--- START ---

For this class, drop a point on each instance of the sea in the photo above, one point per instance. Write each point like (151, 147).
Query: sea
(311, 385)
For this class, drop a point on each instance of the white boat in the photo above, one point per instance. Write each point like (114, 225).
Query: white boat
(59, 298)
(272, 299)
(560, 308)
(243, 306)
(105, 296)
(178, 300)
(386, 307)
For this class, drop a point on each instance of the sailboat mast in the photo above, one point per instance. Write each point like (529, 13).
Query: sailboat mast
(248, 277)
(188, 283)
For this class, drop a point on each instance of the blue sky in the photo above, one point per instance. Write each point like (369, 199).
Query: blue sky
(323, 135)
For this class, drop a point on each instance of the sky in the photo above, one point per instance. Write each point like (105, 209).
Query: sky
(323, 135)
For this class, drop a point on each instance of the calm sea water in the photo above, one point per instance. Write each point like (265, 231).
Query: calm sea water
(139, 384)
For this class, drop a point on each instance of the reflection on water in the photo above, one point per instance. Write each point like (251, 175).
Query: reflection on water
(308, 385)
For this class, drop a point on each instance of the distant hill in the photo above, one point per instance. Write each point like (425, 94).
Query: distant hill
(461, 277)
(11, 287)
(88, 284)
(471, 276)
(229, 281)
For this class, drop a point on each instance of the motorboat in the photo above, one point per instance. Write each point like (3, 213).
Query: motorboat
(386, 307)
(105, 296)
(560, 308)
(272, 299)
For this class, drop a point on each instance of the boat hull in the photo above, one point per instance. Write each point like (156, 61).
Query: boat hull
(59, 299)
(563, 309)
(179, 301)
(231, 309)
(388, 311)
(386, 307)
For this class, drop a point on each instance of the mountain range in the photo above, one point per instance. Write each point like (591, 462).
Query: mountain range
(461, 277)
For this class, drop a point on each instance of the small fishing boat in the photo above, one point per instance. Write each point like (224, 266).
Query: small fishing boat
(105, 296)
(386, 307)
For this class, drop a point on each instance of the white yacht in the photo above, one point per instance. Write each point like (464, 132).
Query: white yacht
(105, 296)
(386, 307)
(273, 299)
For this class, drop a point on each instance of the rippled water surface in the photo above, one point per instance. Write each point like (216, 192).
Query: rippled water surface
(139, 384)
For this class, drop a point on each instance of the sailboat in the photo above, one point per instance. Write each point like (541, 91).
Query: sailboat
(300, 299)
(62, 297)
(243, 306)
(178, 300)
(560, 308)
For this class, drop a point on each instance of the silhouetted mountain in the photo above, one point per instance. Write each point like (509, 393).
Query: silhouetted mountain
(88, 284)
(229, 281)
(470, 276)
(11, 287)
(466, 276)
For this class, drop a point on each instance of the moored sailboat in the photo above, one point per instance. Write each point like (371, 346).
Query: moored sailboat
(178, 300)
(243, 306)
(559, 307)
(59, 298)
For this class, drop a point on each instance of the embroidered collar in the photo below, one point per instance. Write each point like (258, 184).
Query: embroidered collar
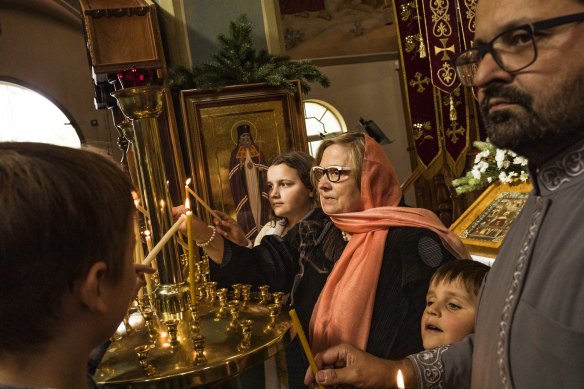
(563, 169)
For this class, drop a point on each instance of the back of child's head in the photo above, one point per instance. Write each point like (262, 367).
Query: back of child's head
(469, 273)
(62, 210)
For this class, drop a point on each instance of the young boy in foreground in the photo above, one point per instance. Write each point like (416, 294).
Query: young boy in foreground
(66, 271)
(451, 302)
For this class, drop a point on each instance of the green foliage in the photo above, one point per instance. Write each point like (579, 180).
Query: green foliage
(238, 62)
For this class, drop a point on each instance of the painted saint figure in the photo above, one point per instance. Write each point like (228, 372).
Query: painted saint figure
(247, 178)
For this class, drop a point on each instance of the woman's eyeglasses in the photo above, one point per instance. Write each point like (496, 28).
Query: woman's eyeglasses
(333, 173)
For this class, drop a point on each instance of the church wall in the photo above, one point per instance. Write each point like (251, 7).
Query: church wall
(47, 53)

--- END ---

- THE TASK -
In the listing above, locate the line containing "Query: back of child's head" and the line containing "like (228, 372).". Transcribe those two lines and everything between them, exactly as written.

- WRITTEN SOLUTION -
Query: back of child's head
(469, 273)
(62, 210)
For this class, drop a point on each instance of the young boy in foreground in the photo above, one point per instance. Write each point like (416, 294).
Query: young boy in foreground
(66, 271)
(451, 302)
For this class, drop a point on each instance of the green foliage in the photo above, one point per instance. Write each point like (579, 180).
Query: green foliage
(238, 62)
For this class, drop a point on each instance of the painted saint figure in the photo above, one point per instance. Write each point like (228, 372).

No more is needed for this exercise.